Each entry must be given again exactly as it appears, with images excluded.

[Free-text object descriptions]
+++++

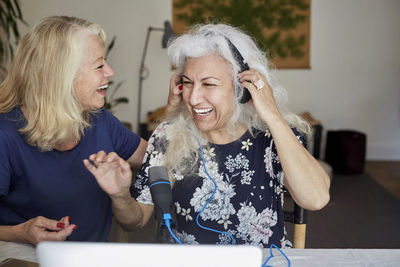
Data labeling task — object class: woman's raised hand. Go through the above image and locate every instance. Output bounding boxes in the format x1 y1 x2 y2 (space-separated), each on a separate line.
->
165 71 183 116
238 68 281 123
83 151 132 198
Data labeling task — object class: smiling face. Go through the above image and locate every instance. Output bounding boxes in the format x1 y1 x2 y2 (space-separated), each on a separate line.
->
182 54 239 142
73 34 114 111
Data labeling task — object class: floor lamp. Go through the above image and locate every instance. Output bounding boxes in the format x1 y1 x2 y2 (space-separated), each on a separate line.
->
137 21 175 138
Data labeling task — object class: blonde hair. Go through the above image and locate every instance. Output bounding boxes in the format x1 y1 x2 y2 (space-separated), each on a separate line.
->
163 24 311 178
0 16 106 151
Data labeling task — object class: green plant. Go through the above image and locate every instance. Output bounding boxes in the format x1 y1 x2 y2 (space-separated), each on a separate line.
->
0 0 27 70
174 0 309 59
103 36 129 113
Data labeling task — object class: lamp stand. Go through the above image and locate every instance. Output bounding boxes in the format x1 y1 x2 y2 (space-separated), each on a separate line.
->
137 26 164 137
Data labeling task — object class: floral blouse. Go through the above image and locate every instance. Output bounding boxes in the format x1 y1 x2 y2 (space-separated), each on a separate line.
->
131 122 302 248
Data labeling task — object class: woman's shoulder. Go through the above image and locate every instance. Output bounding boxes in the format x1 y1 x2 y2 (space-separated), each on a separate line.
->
89 108 124 128
246 127 272 141
0 109 26 148
0 107 24 133
0 106 22 119
151 121 171 137
250 126 302 141
90 108 111 122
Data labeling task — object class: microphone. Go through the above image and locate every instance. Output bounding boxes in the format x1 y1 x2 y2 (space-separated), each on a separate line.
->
149 166 181 244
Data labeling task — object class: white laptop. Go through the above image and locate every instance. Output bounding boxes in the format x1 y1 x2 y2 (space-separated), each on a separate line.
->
36 242 263 267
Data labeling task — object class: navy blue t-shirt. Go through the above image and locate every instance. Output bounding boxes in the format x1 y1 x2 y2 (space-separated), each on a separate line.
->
0 107 140 241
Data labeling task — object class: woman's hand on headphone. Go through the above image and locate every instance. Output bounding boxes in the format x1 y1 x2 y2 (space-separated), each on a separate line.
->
165 71 183 116
238 68 281 122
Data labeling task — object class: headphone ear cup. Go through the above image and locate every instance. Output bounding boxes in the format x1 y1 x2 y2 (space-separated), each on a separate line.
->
239 86 251 103
226 37 252 104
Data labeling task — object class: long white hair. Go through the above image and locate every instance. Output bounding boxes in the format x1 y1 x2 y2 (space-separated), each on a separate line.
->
163 24 310 177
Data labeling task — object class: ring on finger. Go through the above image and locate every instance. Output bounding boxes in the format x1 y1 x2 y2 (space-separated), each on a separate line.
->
253 79 265 90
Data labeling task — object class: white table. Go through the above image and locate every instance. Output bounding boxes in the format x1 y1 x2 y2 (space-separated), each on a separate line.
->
263 248 400 266
1 241 399 266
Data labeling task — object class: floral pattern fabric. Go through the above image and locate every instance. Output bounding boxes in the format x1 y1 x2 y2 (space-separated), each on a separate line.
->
131 122 302 248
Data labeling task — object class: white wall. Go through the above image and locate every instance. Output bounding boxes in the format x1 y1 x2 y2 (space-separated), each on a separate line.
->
18 0 174 131
18 0 400 160
277 0 400 160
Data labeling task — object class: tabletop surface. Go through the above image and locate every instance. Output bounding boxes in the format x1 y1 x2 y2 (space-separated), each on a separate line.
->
0 241 37 264
263 248 400 266
1 241 399 267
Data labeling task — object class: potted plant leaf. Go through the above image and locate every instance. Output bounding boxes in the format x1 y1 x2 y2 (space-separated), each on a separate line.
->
104 36 131 129
0 0 27 79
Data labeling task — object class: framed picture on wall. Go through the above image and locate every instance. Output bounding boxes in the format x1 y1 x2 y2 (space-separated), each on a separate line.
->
172 0 311 69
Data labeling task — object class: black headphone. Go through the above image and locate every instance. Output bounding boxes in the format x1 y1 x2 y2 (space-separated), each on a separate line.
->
225 38 251 103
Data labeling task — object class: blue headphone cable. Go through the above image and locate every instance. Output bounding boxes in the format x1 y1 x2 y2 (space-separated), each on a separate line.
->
191 131 236 245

+++++

### Answer to this problem
Data labeling task — object class: woman's raised hand. Go through the above image and locate every instance. Output bounding boxes in the format x1 y1 x2 y2 (space-separated), each on a separate line.
->
165 71 183 116
238 68 281 123
83 151 132 198
Data labeling task — object class: smiling face. Go through the above image and locate every instance. Output bounding boxes in the format x1 y1 x2 y2 (space-separated), each on a separate line.
->
182 54 239 142
73 34 114 111
Data labeling task — object class: floor lamp. Go through the above image and locate every instance. Output bounding boxes in the format x1 y1 x2 y2 (space-separated), each on a separate line.
->
137 21 175 138
Data labeling task — object class: blonde hair. Go through the above image and locate every instance. Output bounding boxes in the format x1 y1 x2 y2 (space-separated), each on a separate line.
->
163 24 311 178
0 16 106 151
Data labeling task — object class: green plant. Go through the above image and locate every instance. Output bounding boxes in the format x1 y1 x2 y2 (space-separated), each on a separate line.
->
0 0 27 70
174 0 309 59
103 36 129 113
Data labeling task — object class: lamp stand. Go through the above image and locate every instance. Output bounding boxes in the format x1 y1 x2 y2 (space-separated), each on a separate line.
->
137 26 164 137
Data labeling task — object class: floral blouse. Go through the above image and locate every instance. Output bounding boxes in the format x1 y1 x2 y2 (space-separated), each on a separate line.
->
131 122 302 248
Data labeling task — object class: woman's shoulder. Go through the above image and locate every instance. Output bounding boxes in the format x1 y1 x2 y2 (space-separated), each on a separate line.
->
89 108 124 128
246 127 272 141
0 109 26 148
0 107 24 133
0 106 22 119
151 121 171 137
250 126 302 141
90 108 111 122
Data labeling task — object class: microphone. Go through the above image and locate every instance. Output bounding boxes in the format x1 y1 x2 y2 (space-separated), each on a separate line.
->
149 166 181 244
Data labeling task — object class: white laptop. Go through the above image and locate every instance. Output bounding boxes in the format x1 y1 x2 y2 (space-separated), each on a separate line.
->
36 242 263 267
Data labeling task — object class: navy blue t-shirt. Go through the above image and locate every instance. Output bounding boxes in the format x1 y1 x2 y2 (space-separated), each on a separate line.
->
0 107 140 241
Data labeling task — object class: woman's hand on headphone. Go through the above image and locate every instance. Output bounding boxes in the format x1 y1 x2 y2 (space-separated), each on a separate line.
->
165 71 183 116
238 68 281 122
Data labeling task — object class: headphone ear cup. Go through the above image and locate every instance. Output bounding boxes in the format x1 y1 x2 y2 (space-separated), each on a separate line.
->
239 86 251 103
226 37 252 104
Data labeling task — object class: long white hair. Go through the above image and locate every instance. Output bounding boxes in the format x1 y1 x2 y2 (space-separated), each on a separate line.
->
163 24 310 177
Data labeling task — object class: ring on finger. Go through the above image and locate every instance. Output bounding boxes in the format x1 y1 x2 y2 (space-separated), each on a separate line.
->
253 79 265 90
Data labeling task — object class: white table. Go through the above image and locate every instance. Output bounding boxes in the format x1 y1 x2 y2 (space-separated), each on a separate line.
->
263 248 400 266
1 241 399 266
Data labeling task — object class: floral pattern fabric. Go through the above image and locate every instance. Output bounding boxes in the format x1 y1 x2 y2 (space-separated), each on a separate line.
->
131 122 302 248
Data labeling task — object class: white wall. Go through the above image and locate every instance. Output bounding boxes in the format x1 y1 x2 y2 (space-separated), each on a separate line.
->
18 0 174 131
18 0 400 160
277 0 400 160
Data labeling task — object class: tabletop surface. Go through the above image and locate every instance. Output bounding boxes in the format x1 y1 x2 y2 (space-separated), each on a separate line.
->
0 241 37 264
263 248 400 266
1 241 399 267
Data labeling task — object class: potted plant leaf. Go through the above image and locate every instance. Output bounding boxes in the format x1 y1 x2 y2 (space-separated), each on a separate line.
->
104 36 131 129
0 0 27 79
Data labeling task — object class: framed picture on wall. Go through the above image and locate every instance. Output bounding boxes in the format x1 y1 x2 y2 (space-separated), each on a separate line.
->
172 0 311 69
Data labeling task — object class: black headphone. Go through the above image and locate every instance. Output bounding boxes in the format x1 y1 x2 y2 (space-separated), each on a separate line.
->
225 38 251 103
Data labeling task — object class: blue headphone cable. Go through the above image and locate every instance. Output bounding boxes in the format x1 y1 x2 y2 (space-separated), each on a separate line.
->
191 131 236 245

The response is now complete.